Reproduce the line that holds "the blonde woman." together with all the lines after it up to the end of the entries.

:: Material provided

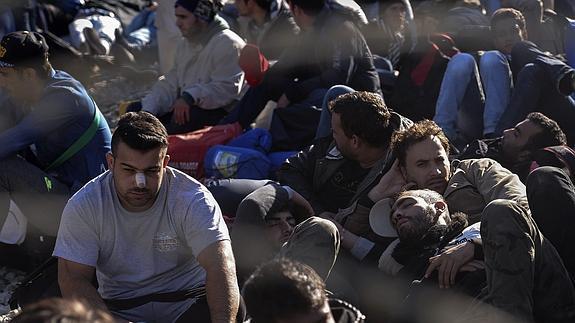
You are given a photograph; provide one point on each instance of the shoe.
(94, 41)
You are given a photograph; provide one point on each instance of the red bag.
(254, 64)
(187, 151)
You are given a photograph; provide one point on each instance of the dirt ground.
(108, 90)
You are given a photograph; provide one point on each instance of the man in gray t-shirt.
(153, 236)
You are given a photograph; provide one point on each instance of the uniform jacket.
(477, 182)
(309, 170)
(275, 35)
(331, 52)
(207, 70)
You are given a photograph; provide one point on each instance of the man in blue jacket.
(58, 146)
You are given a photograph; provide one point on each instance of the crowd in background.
(392, 160)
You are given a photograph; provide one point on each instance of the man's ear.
(110, 160)
(29, 73)
(440, 207)
(166, 160)
(355, 141)
(524, 155)
(403, 171)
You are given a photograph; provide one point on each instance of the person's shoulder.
(62, 87)
(183, 185)
(92, 191)
(231, 37)
(481, 164)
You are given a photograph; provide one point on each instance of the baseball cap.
(380, 218)
(23, 48)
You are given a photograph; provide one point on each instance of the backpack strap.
(79, 143)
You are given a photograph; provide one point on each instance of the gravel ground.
(108, 91)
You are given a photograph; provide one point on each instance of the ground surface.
(107, 90)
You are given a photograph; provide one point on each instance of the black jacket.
(332, 52)
(275, 36)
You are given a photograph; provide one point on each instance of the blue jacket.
(54, 123)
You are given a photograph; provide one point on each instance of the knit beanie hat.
(203, 9)
(386, 3)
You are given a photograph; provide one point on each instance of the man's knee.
(461, 64)
(492, 59)
(502, 214)
(546, 179)
(531, 71)
(318, 228)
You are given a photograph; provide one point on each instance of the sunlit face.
(16, 83)
(394, 16)
(427, 165)
(243, 7)
(343, 142)
(279, 227)
(188, 23)
(515, 139)
(320, 315)
(507, 33)
(125, 166)
(411, 217)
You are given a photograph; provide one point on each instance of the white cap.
(380, 218)
(140, 180)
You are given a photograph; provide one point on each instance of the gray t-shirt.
(136, 254)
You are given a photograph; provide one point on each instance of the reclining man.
(154, 237)
(283, 290)
(69, 138)
(206, 77)
(517, 147)
(329, 50)
(525, 275)
(275, 221)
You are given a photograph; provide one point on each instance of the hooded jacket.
(206, 69)
(333, 51)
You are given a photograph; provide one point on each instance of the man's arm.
(298, 172)
(75, 281)
(493, 181)
(225, 78)
(221, 282)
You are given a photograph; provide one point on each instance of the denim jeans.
(324, 125)
(460, 100)
(536, 89)
(141, 31)
(497, 84)
(491, 5)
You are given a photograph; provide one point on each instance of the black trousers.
(200, 312)
(551, 196)
(199, 118)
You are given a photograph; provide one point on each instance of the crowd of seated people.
(432, 179)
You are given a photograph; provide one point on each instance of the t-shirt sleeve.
(204, 223)
(77, 236)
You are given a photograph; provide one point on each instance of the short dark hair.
(141, 131)
(62, 310)
(509, 13)
(365, 115)
(43, 70)
(310, 7)
(551, 134)
(264, 4)
(418, 132)
(283, 288)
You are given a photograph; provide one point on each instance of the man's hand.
(450, 262)
(390, 183)
(75, 281)
(181, 112)
(221, 283)
(283, 101)
(301, 202)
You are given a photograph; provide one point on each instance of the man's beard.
(418, 228)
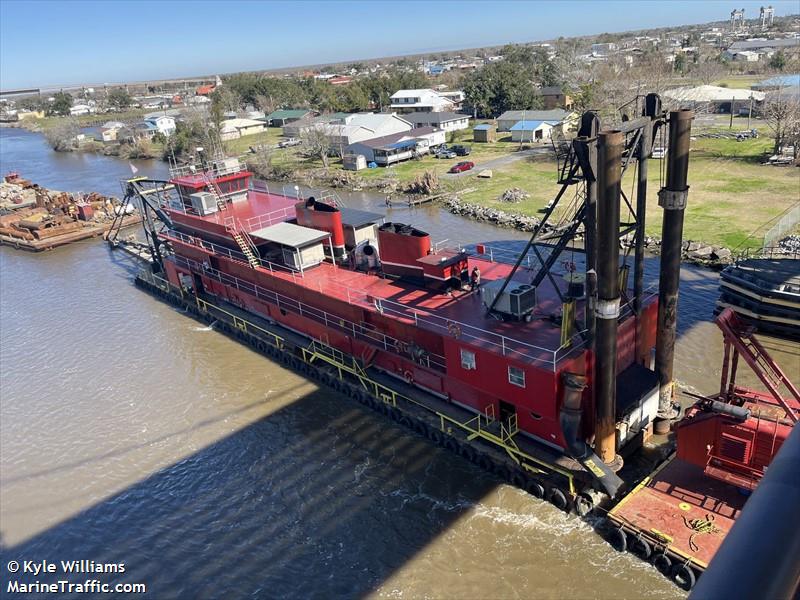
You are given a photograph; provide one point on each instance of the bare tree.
(317, 142)
(782, 114)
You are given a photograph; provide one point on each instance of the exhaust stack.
(672, 199)
(609, 173)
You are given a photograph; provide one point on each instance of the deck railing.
(357, 330)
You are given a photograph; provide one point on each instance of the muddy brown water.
(131, 433)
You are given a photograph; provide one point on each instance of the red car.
(462, 166)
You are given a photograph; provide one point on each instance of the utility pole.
(672, 199)
(609, 174)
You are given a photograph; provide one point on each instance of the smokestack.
(609, 168)
(673, 199)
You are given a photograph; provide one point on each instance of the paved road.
(501, 161)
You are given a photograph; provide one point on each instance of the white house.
(424, 100)
(446, 121)
(511, 117)
(363, 126)
(163, 124)
(80, 109)
(232, 129)
(109, 130)
(529, 131)
(389, 149)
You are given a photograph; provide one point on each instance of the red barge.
(544, 377)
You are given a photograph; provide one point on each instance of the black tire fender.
(583, 505)
(683, 576)
(558, 499)
(663, 564)
(535, 488)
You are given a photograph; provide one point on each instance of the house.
(457, 97)
(340, 80)
(390, 149)
(80, 109)
(110, 130)
(790, 44)
(531, 131)
(485, 132)
(511, 117)
(405, 101)
(297, 128)
(281, 117)
(446, 121)
(554, 97)
(232, 129)
(742, 56)
(711, 97)
(363, 126)
(163, 124)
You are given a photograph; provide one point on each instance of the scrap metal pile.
(30, 212)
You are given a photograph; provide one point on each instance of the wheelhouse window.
(468, 360)
(516, 376)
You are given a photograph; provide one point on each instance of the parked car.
(462, 166)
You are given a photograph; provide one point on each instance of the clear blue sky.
(59, 43)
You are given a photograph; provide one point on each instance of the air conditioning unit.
(518, 299)
(204, 203)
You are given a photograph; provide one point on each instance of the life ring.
(618, 539)
(641, 548)
(583, 504)
(663, 564)
(535, 488)
(683, 576)
(454, 329)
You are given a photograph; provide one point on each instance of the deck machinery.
(542, 373)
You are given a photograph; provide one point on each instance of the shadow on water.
(318, 518)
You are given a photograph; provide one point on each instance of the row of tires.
(679, 570)
(540, 488)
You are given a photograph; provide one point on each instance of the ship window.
(516, 376)
(468, 360)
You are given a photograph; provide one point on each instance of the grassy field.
(85, 120)
(269, 137)
(730, 199)
(742, 82)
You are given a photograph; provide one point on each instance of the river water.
(131, 433)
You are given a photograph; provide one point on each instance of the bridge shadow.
(321, 498)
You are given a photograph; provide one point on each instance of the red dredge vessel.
(540, 370)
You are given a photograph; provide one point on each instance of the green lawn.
(742, 82)
(271, 136)
(87, 120)
(729, 198)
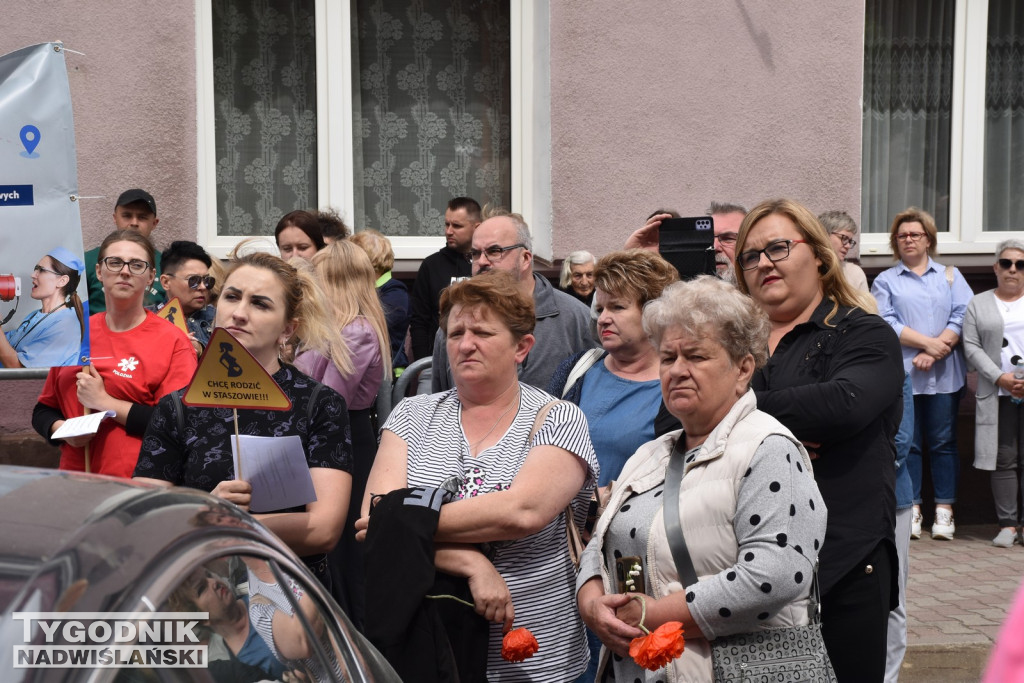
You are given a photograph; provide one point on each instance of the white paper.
(83, 426)
(276, 468)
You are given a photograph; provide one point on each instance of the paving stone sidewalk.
(957, 595)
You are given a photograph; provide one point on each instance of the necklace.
(472, 446)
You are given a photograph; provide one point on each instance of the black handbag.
(782, 653)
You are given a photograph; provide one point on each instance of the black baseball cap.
(132, 196)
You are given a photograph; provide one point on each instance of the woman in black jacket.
(834, 378)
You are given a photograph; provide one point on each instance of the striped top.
(537, 568)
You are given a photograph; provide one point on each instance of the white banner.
(41, 252)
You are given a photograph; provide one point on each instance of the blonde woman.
(392, 293)
(353, 369)
(264, 302)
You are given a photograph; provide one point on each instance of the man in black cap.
(135, 210)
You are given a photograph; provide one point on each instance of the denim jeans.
(935, 429)
(904, 438)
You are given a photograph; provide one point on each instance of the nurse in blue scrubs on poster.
(52, 335)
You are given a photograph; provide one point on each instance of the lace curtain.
(431, 113)
(908, 53)
(265, 99)
(1004, 203)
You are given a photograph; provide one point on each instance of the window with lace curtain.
(430, 111)
(265, 100)
(943, 115)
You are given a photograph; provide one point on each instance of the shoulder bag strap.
(673, 529)
(588, 360)
(179, 417)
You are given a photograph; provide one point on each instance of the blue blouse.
(929, 304)
(621, 417)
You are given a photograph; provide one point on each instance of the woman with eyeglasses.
(843, 232)
(925, 302)
(135, 358)
(993, 341)
(834, 377)
(52, 335)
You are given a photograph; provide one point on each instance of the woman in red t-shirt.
(136, 357)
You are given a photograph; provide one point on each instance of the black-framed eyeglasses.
(775, 251)
(40, 268)
(494, 252)
(196, 281)
(135, 266)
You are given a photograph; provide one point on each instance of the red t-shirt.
(141, 365)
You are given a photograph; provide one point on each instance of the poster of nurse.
(43, 322)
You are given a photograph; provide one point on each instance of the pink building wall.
(677, 103)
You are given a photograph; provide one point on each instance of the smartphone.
(629, 571)
(688, 244)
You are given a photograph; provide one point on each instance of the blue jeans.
(935, 428)
(904, 438)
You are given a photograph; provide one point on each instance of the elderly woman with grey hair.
(993, 341)
(578, 275)
(737, 485)
(842, 230)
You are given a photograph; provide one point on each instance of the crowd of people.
(730, 445)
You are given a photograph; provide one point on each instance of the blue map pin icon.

::::

■ Exercise result
You are given a photograph; provide one point on each instance of the blonde woman.
(392, 293)
(353, 369)
(264, 302)
You are given a photograph; provide one point on each instance of the man in black cap.
(135, 210)
You are given a photograph; provide one point on each instance of the denim jeans.
(935, 429)
(904, 438)
You are given a photograph; provide one point on each instance of the nurse in blue scrubs on poster.
(52, 335)
You are given a photograph; provide one point on each instance of the lace curtain.
(431, 113)
(908, 53)
(265, 99)
(1004, 203)
You are given a photograph; provide one point on each instance of the window with lace curtain.
(430, 111)
(265, 100)
(943, 115)
You are given a photograph; provide one point on each instance of the shoulder bag strap.
(673, 529)
(588, 360)
(179, 417)
You are given a photograph; provide one point on each instance of the blue blouse.
(929, 304)
(621, 417)
You are given a photograph; provide one point on each instance of the woman with eyeglasses.
(843, 232)
(925, 302)
(135, 358)
(993, 341)
(834, 377)
(52, 335)
You are given a photograph; provide one point on each instance of the woman in red t-shirt.
(136, 357)
You are given a photograph; provide one point on each instance of the black-framed eyeglasses.
(775, 251)
(40, 268)
(494, 252)
(196, 281)
(135, 266)
You are given a photograph; provide one point on each instance of the red t-shirt.
(141, 365)
You are given a photograph; provide one point on each instance of the poster of nurse.
(43, 322)
You are given a photograph; provide one point on each instance of the pink building wall.
(677, 103)
You are given a photograph; provide one point on each instance of the smartphone.
(629, 571)
(688, 244)
You are given a photograph; provide one point on each instance of the blue jeans.
(935, 428)
(904, 438)
You are given a photograph; provide one point on each instance of the elderly woman with grey hair.
(993, 341)
(578, 275)
(737, 485)
(842, 230)
You are given a photograph; provide one point on each instance of the crowd of people.
(730, 445)
You are given a photograph; provide one point on each instance of the blue map pin icon.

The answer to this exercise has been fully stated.